연습 문제:
기록의 첫 줄부터 "137), (236, 136)]"가 들어 있는 줄까지(양 끝 포함) 요청 문장과 함께 다시 적되, 답에 있는 다각형 꼭짓점 좌표의 모든 숫자에만 123을 더해 주세요. 요청 문장과 형식 예시의 숫자는 그대로 두고 그림은 답에서 뺍니다.

데이터 행:

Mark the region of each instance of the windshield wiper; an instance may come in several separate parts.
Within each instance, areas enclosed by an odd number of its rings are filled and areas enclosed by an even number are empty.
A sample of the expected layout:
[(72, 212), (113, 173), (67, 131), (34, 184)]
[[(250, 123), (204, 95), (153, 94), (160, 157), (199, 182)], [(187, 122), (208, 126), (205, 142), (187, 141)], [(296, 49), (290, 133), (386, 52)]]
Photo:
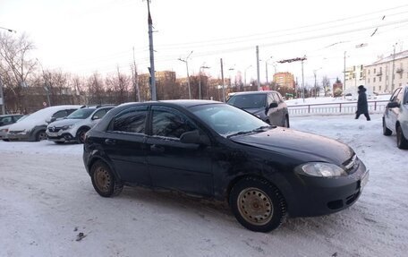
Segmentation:
[(236, 135), (242, 135), (242, 134), (249, 134), (249, 133), (260, 133), (260, 132), (267, 131), (267, 129), (275, 128), (275, 127), (276, 127), (276, 126), (275, 126), (275, 125), (260, 126), (260, 127), (256, 128), (256, 129), (253, 129), (253, 130), (251, 130), (251, 131), (241, 131), (241, 132), (238, 132), (238, 133), (235, 133), (227, 135), (226, 138), (230, 138), (230, 137), (236, 136)]

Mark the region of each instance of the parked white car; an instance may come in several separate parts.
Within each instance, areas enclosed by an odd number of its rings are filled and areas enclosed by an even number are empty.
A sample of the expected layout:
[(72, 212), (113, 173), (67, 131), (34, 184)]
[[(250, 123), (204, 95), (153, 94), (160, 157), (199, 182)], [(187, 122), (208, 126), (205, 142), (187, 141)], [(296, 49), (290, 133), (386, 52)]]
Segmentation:
[(7, 137), (10, 141), (41, 141), (47, 139), (47, 121), (62, 119), (81, 106), (55, 106), (40, 109), (10, 126)]
[(55, 143), (83, 143), (85, 133), (114, 107), (115, 106), (83, 106), (66, 118), (51, 123), (47, 127), (47, 136)]

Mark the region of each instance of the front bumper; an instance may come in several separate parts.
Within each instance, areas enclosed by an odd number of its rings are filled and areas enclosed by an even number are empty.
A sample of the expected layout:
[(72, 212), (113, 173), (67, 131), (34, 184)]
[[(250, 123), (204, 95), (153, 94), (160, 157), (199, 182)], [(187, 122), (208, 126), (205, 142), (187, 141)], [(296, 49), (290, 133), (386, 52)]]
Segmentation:
[(9, 132), (7, 138), (10, 141), (29, 141), (30, 133), (27, 132)]
[(50, 132), (49, 129), (46, 131), (47, 136), (48, 137), (49, 141), (75, 141), (75, 137), (72, 136), (70, 133), (66, 130), (59, 130), (58, 132)]
[(347, 176), (316, 177), (297, 175), (299, 188), (296, 197), (288, 202), (292, 217), (321, 216), (340, 211), (352, 206), (361, 194), (369, 178), (369, 171), (359, 160), (356, 170)]

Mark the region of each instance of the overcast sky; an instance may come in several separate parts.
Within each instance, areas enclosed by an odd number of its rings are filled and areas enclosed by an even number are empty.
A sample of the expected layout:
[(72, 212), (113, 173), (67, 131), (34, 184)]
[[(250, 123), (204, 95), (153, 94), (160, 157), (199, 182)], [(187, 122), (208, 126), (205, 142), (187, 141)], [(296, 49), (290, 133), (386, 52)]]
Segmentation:
[[(262, 81), (265, 60), (269, 81), (275, 67), (301, 81), (301, 63), (273, 64), (306, 56), (304, 77), (312, 83), (319, 68), (318, 81), (323, 75), (343, 81), (344, 51), (350, 66), (392, 54), (395, 43), (396, 51), (408, 48), (406, 0), (152, 0), (150, 9), (156, 70), (173, 70), (178, 77), (186, 69), (177, 59), (191, 51), (191, 74), (207, 65), (217, 77), (223, 58), (225, 77), (246, 69), (249, 81), (256, 79), (259, 45)], [(0, 0), (0, 27), (27, 33), (44, 69), (80, 75), (115, 73), (117, 66), (128, 72), (133, 47), (139, 73), (149, 66), (146, 1)], [(357, 48), (360, 44), (367, 46)]]

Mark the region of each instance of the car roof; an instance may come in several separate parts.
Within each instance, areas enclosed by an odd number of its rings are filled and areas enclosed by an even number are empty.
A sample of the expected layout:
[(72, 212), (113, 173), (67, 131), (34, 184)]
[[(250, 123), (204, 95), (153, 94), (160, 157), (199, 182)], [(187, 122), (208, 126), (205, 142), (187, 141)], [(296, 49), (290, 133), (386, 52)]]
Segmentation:
[(265, 90), (265, 91), (243, 91), (243, 92), (236, 92), (231, 97), (234, 96), (241, 96), (241, 95), (261, 95), (261, 94), (268, 94), (268, 93), (277, 93), (277, 91), (274, 90)]

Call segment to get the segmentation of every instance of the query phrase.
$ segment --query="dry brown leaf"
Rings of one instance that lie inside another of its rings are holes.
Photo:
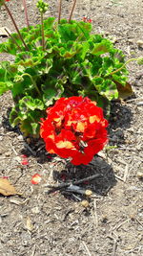
[[[7,178],[0,177],[0,194],[4,196],[11,196],[18,193]]]

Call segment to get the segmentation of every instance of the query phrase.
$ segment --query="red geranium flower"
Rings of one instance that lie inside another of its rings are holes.
[[[108,141],[103,110],[88,97],[61,98],[47,114],[40,128],[46,150],[74,165],[87,165]]]

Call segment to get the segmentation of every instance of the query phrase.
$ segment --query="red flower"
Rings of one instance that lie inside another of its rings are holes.
[[[47,114],[40,128],[46,150],[74,165],[87,165],[108,141],[103,110],[88,97],[61,98]]]
[[[92,18],[89,18],[88,16],[84,16],[84,17],[83,17],[83,21],[84,21],[84,22],[92,23]]]

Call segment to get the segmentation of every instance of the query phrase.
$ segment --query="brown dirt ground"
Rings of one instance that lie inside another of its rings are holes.
[[[31,24],[38,22],[35,1],[27,1]],[[57,15],[57,1],[50,1],[47,15]],[[143,56],[143,1],[77,1],[74,18],[88,14],[93,30],[112,38],[127,59]],[[62,15],[68,17],[72,1],[63,1]],[[22,1],[8,3],[20,27],[24,24]],[[0,27],[13,31],[2,10]],[[0,41],[3,37],[0,37]],[[10,57],[6,57],[10,59]],[[4,59],[1,55],[0,59]],[[8,123],[12,105],[10,94],[0,97],[0,176],[9,176],[22,197],[0,197],[1,256],[140,256],[143,255],[143,70],[135,62],[129,65],[129,81],[134,96],[113,104],[110,125],[110,145],[87,167],[73,168],[58,157],[47,158],[42,144],[28,147],[17,129]],[[20,155],[29,156],[22,166]],[[35,155],[34,155],[35,154]],[[93,174],[101,177],[85,184],[94,193],[88,208],[78,199],[61,193],[47,195],[45,183],[56,183],[55,176],[66,172],[78,179]],[[35,173],[39,185],[31,185]],[[54,175],[54,178],[53,178]]]

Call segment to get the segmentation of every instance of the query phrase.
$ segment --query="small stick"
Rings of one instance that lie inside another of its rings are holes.
[[[81,184],[81,183],[83,183],[85,181],[92,180],[92,179],[94,179],[96,177],[99,177],[100,175],[101,175],[96,174],[94,175],[92,175],[92,176],[89,176],[89,177],[85,177],[85,178],[82,178],[82,179],[79,179],[79,180],[76,180],[76,181],[73,181],[73,182],[64,182],[64,183],[60,183],[58,186],[47,185],[46,187],[51,188],[53,191],[61,190],[61,189],[67,188],[67,187],[69,187],[71,185],[78,185],[78,184]],[[51,191],[50,191],[50,192],[51,192]]]
[[[58,6],[58,24],[60,23],[60,19],[61,19],[61,9],[62,9],[62,0],[59,0],[59,6]]]
[[[7,30],[7,28],[5,28],[5,31],[7,32],[7,34],[9,35],[9,36],[12,39],[12,41],[16,44],[16,46],[19,49],[19,51],[22,52],[22,49],[20,48],[20,46],[16,42],[15,38],[9,33],[9,31]]]
[[[70,23],[70,21],[72,19],[72,16],[74,8],[75,8],[75,4],[76,4],[76,0],[74,0],[74,2],[73,2],[72,9],[72,12],[71,12],[71,14],[70,14],[70,17],[69,17],[69,23]]]
[[[26,0],[23,0],[23,6],[24,6],[24,10],[25,10],[25,16],[26,16],[27,26],[28,26],[28,29],[30,30],[30,23],[29,23],[29,18],[28,18],[28,10],[27,10]]]
[[[98,226],[98,217],[97,217],[97,206],[96,206],[96,199],[93,200],[93,207],[94,207],[94,212],[93,214],[93,220],[95,223],[95,227]]]

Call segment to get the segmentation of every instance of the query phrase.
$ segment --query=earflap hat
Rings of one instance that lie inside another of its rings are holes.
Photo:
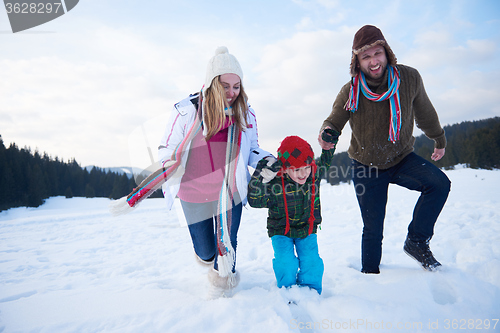
[[[241,70],[240,63],[234,55],[229,53],[225,46],[219,46],[215,50],[215,55],[208,61],[203,90],[206,91],[210,88],[213,79],[222,74],[236,74],[240,77],[240,80],[243,80],[243,71]]]
[[[365,25],[354,35],[350,67],[350,74],[352,77],[355,77],[359,72],[358,54],[375,45],[382,45],[387,55],[387,63],[391,66],[396,65],[396,56],[394,52],[392,52],[389,44],[387,44],[382,31],[373,25]]]

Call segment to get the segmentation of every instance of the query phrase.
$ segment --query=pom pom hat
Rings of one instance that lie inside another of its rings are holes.
[[[206,91],[210,88],[213,79],[222,74],[236,74],[240,77],[240,80],[243,80],[243,71],[241,70],[240,63],[235,56],[229,53],[225,46],[219,46],[215,50],[215,55],[208,61],[207,76],[203,90]]]
[[[288,217],[288,204],[286,200],[286,188],[285,188],[285,180],[283,172],[288,168],[303,168],[308,165],[311,166],[311,175],[312,175],[312,186],[310,190],[310,199],[311,199],[311,214],[309,215],[309,234],[312,233],[314,228],[314,221],[316,218],[314,217],[314,201],[316,198],[316,163],[314,162],[314,152],[311,148],[311,145],[307,143],[304,139],[301,139],[298,136],[287,136],[282,142],[280,147],[278,148],[278,160],[282,164],[282,169],[280,170],[279,175],[281,176],[281,186],[283,189],[283,199],[285,201],[285,213],[286,213],[286,227],[285,227],[285,235],[290,231],[290,219]]]

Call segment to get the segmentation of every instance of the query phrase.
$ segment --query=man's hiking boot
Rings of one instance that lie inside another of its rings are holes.
[[[441,266],[432,255],[429,242],[415,242],[407,237],[403,250],[429,272],[437,271],[438,267]]]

이 문제의 답:
Mark the region of each instance of the windshield wiper; an instance may come in several separate parts.
Within each instance, areas enclosed by an odd number of its rings are filled and areas enclosed by an even number are empty.
A sample of the expected layout:
[(72, 212), (113, 173), (67, 131), (34, 184)]
[[(250, 123), (204, 95), (153, 94), (160, 157), (199, 182)], [(187, 122), (208, 126), (205, 142), (187, 141)], [(296, 49), (290, 133), (386, 52)]]
Photo:
Segmentation:
[(359, 258), (365, 258), (365, 257), (372, 257), (372, 256), (383, 256), (383, 255), (390, 254), (390, 252), (398, 251), (398, 250), (399, 250), (399, 249), (398, 249), (398, 248), (383, 249), (383, 250), (379, 251), (379, 252), (376, 252), (376, 253), (374, 253), (374, 254), (364, 254), (364, 255), (361, 255), (361, 256), (358, 256), (350, 258), (349, 261), (353, 261), (353, 260), (359, 259)]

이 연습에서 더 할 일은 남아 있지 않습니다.